Given exercise: Copy every line of the data exactly, leaving nothing out.

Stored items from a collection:
────────────────

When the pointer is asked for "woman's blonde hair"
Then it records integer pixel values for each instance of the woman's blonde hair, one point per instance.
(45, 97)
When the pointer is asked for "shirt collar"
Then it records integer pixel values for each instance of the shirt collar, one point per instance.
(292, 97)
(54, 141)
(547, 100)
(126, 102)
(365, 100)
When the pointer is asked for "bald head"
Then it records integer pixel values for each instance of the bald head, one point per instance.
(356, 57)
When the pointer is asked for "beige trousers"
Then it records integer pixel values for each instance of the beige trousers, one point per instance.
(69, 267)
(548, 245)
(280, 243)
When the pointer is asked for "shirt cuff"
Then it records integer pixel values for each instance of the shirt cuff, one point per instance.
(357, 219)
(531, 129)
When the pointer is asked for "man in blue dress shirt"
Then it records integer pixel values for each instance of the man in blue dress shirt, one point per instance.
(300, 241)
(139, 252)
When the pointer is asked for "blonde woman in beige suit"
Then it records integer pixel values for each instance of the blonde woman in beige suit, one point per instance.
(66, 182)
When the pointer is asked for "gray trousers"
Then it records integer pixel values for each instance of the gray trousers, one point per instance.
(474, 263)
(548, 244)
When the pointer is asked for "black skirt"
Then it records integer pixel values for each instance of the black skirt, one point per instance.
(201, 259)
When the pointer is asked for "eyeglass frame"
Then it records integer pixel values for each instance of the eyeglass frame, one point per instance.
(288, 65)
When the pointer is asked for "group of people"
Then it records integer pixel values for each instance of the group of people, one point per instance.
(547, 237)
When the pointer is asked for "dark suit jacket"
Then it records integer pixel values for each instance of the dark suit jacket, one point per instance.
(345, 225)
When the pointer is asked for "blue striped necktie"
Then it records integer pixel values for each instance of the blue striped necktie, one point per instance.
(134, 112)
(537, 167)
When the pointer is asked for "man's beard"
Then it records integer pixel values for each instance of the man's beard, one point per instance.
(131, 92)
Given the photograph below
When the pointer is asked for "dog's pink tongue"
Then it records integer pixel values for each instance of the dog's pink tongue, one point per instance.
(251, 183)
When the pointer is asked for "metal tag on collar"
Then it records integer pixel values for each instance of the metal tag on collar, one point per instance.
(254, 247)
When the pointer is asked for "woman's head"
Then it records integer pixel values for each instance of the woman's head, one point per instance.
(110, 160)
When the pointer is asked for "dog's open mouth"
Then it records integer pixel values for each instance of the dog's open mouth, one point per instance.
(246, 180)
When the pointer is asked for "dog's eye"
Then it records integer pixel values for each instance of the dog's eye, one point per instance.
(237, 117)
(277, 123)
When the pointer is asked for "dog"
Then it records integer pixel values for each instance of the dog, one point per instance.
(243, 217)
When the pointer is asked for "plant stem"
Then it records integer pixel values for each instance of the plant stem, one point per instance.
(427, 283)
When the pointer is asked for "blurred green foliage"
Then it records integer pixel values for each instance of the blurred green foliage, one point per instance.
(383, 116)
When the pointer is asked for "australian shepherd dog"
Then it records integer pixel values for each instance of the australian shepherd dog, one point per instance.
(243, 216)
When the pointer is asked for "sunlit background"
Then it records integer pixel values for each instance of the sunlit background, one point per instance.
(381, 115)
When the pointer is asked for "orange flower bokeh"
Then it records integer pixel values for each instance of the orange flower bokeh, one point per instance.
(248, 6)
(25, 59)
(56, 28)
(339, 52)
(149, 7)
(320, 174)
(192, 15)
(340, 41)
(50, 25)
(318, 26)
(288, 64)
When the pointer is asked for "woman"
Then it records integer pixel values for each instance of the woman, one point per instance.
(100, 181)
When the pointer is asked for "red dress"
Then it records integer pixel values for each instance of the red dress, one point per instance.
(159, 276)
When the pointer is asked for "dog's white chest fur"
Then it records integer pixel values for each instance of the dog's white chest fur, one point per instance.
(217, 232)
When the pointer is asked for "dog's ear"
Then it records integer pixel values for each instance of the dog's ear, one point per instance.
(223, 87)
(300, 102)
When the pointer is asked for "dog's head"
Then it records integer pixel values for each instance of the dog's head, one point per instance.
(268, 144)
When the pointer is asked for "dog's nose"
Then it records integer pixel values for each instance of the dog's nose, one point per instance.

────────────────

Full answer:
When the pointer is asked for "woman's blonde hair"
Then it records integer pixel values for each instance of the woman's blonde hair, one point per instance.
(45, 97)
When the pointer is asked for "shirt collar"
Then it records integer pixel values for each instance of the shirt collar, one point per instance.
(292, 97)
(54, 141)
(547, 100)
(126, 102)
(365, 100)
When the pointer is asked for "bald head"
Then it records integer pixel values for each instance of the bald head, one point per instance.
(356, 57)
When the pointer is asked for "beige trousers"
Then it records integer pixel values for each instance of the beige trousers, one point per instance.
(69, 267)
(548, 245)
(280, 243)
When the pointer is asked for "shirt cuff"
Then it records integer pixel values for each instance of the shirt cuff, one point per instance.
(357, 219)
(531, 129)
When the pointer is asked for "man in blue dress shirt"
Then it records integer pixel values for each instance of the man in blue dress shirt, one point per instance.
(300, 241)
(139, 252)
When the pointer is asked for "blonde woman in beige suit"
Then it records integer pixel values for each instance of the blonde woman in beige suit, one point per instance.
(66, 182)
When the pointer is asked for "gray trousers"
Then it records integer pixel values for each instance of the gray trousers, one point per instance.
(474, 263)
(548, 244)
When the pointer is asked for "black skirt"
Then it records integer pixel values for each instance of the black skirt, one point per instance.
(201, 259)
When the pointer is asked for "eyeglass frame"
Then it records integer pixel values for each instance of the eyeglass frame, one point per instance.
(288, 65)
When the pointer is asked for "group of people"
Then it records integer pixel values for each instance of the group of people, one point per instance.
(547, 237)
When the pointer is asked for "dark suit jacket"
Then it records integer pixel values for each instance of the dark suit jacket, one point per instance.
(345, 225)
When the pointer is asked for "blue striped necktie"
Then it records integer pixel values for each instance of the blue striped necktie, one point per instance.
(134, 112)
(537, 167)
When the pointer is asked for "man's beard"
Then it records integer pixel values for each instance of the man's beard, one point per instance.
(131, 92)
Given the photograph below
When the pointer is asked for "dog's pink tongue"
Then it records integer pixel values for each instance of the dog's pink tongue, one point per instance.
(251, 183)
When the pointer is asked for "metal tag on collar"
Then it records integer pixel values for each instance of the metal tag on collar, one point per instance.
(254, 247)
When the pointer is asked for "woman's head"
Then it records integer pixel values for each instance of the woman's head, one point per instance.
(110, 160)
When the pointer is asked for "dog's open mouth"
Then it records integer pixel values for each instance of the dog's open mouth, one point per instance.
(246, 180)
When the pointer is asked for "dog's eye"
Then it records integer pixel values for each instance of the dog's eye, one point per instance.
(237, 117)
(277, 123)
When the pointer is asked for "dog"
Then it records integer pixel values for each instance of the dog, one point per instance.
(243, 217)
When the pointer is asked for "plant stem"
Then it records integer pixel values for each instance of the plant stem, one point per instance.
(427, 283)
When the pointer is asked for "blurred green foliage"
Then it records integer pixel values for each instance of the blurred green foliage, one point per instance.
(383, 116)
When the pointer is asked for "australian shepherd dog"
Then it records integer pixel values for each instance of the australian shepherd dog, one point per instance.
(243, 216)
When the pointer is asked for "sunlit background"
Then it records integer pixel values for each instance of the sunlit background, one point per instance.
(381, 115)
When the pointer is asked for "orange flower bokeh"
Then it records integer pixel values for each instance of the orange flower bokeh, one point per instance.
(248, 6)
(25, 59)
(56, 28)
(339, 52)
(149, 7)
(320, 174)
(192, 15)
(340, 41)
(50, 25)
(318, 26)
(288, 64)
When the pointer is asked for "woman"
Then it records integer pixel values for each instance of the woman, one point per instance.
(100, 181)
When the pointer is asked for "red dress"
Then it records integer pixel values for each instance of the red dress, one point per instance.
(159, 276)
When the pointer is asked for "dog's white chest fur"
Then it records integer pixel values for each instance of the dog's white chest fur, one point per instance.
(217, 232)
When the pointer is asked for "dog's ear"
Then it records integer pixel values for each instance of the dog's ear, one point per instance.
(223, 87)
(300, 102)
When the pointer is asked for "dog's head"
Then it records integer pixel values for each instance of the dog's head, one point per instance.
(268, 144)
When the pointer is asked for "dog's nose"
Then it records integer pixel values for each instance of the dog's nose, one point per instance.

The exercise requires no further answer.